* **Text**:
Getting Started#

This guide contains the basic codes to get you started on NGS on the cluster at GIS. It is based on the following guides:

  1. GIS Intranet
  2. GIS (HPC) Wiki
  3. Bioinfo Best Practices

Account#

Apply for an account by emailing GIS Scientific Support and Shared Services scientificsupport@gis.a-star.edu.sg or sharedservices@gis.a-star.edu.sg. You will need to complete a questionnaire process.

Once completed, you will receive an email with log in information and instructions:

Disk Space#

Request for space from shared services or from members in the group. The group is allocated a total space, and each project under the group is also allocated a fixed amount of space. Since the space allocation overlaps, it is unclear which one sets the space limit.

To check the amount space available, use the code df -h ..

* **Aim of the exercise**:
Answer these questions using the getting-started guide above.
1. How many guides is the getting-started guide based on?
2. What process must be completed when applying for an account?
3. From whom can disk space be requested?

Image point annotation entries:
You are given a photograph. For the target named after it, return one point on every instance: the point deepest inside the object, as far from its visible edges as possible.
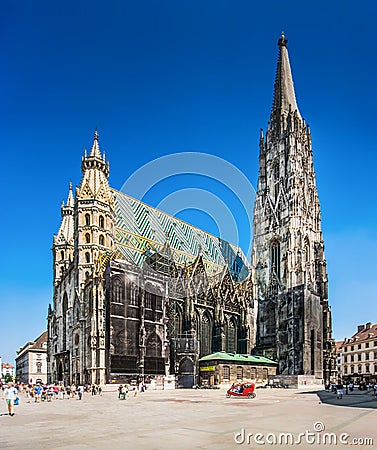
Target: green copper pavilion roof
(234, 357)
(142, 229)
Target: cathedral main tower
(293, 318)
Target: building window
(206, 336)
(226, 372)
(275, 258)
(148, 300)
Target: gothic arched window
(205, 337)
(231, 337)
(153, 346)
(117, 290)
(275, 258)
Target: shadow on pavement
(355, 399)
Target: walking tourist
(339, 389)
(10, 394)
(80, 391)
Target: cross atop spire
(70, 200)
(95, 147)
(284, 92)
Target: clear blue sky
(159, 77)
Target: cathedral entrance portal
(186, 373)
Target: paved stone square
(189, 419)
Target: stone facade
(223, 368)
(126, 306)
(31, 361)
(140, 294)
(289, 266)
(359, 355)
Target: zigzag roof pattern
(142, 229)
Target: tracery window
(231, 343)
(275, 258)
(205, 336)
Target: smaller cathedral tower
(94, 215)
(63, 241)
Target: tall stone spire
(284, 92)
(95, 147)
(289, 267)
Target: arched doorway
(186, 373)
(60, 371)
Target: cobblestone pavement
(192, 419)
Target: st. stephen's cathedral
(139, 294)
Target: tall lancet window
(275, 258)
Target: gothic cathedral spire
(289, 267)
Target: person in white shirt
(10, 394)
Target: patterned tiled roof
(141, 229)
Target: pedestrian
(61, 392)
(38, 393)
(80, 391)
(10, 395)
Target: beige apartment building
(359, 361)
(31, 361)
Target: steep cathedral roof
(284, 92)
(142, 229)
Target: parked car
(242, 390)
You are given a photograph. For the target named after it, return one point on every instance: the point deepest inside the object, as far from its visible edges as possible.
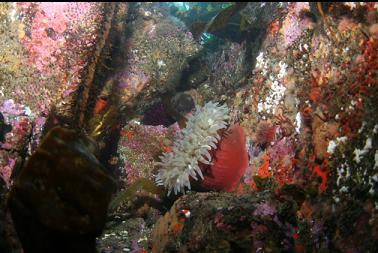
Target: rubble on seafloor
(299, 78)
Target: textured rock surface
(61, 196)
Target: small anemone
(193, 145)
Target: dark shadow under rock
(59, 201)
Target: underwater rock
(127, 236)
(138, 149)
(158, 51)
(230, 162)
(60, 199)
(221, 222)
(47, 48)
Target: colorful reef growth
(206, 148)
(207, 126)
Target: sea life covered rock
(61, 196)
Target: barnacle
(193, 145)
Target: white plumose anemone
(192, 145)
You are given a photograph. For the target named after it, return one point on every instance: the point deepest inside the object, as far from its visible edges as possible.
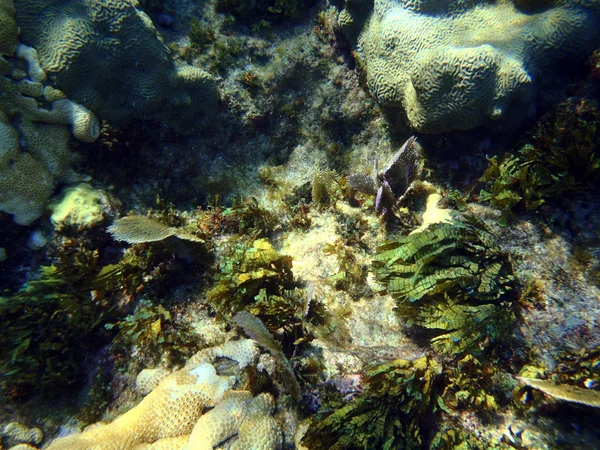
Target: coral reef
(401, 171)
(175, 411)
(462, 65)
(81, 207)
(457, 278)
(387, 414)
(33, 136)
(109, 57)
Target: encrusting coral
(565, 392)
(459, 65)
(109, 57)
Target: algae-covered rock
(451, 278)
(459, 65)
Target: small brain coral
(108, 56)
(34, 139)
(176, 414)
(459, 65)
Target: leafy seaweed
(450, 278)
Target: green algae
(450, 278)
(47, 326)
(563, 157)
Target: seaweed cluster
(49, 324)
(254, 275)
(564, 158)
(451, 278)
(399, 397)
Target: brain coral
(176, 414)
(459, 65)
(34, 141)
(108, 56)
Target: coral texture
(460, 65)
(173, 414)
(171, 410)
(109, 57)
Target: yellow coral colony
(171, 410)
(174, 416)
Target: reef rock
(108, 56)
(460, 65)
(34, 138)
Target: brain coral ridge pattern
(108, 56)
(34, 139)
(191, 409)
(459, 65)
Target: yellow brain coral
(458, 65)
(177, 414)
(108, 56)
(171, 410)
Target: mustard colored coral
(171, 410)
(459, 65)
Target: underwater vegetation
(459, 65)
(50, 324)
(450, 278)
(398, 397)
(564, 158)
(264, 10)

* **Solution to the exercise**:
1. Three.
2. A questionnaire process.
3. From shared services or from members in the group.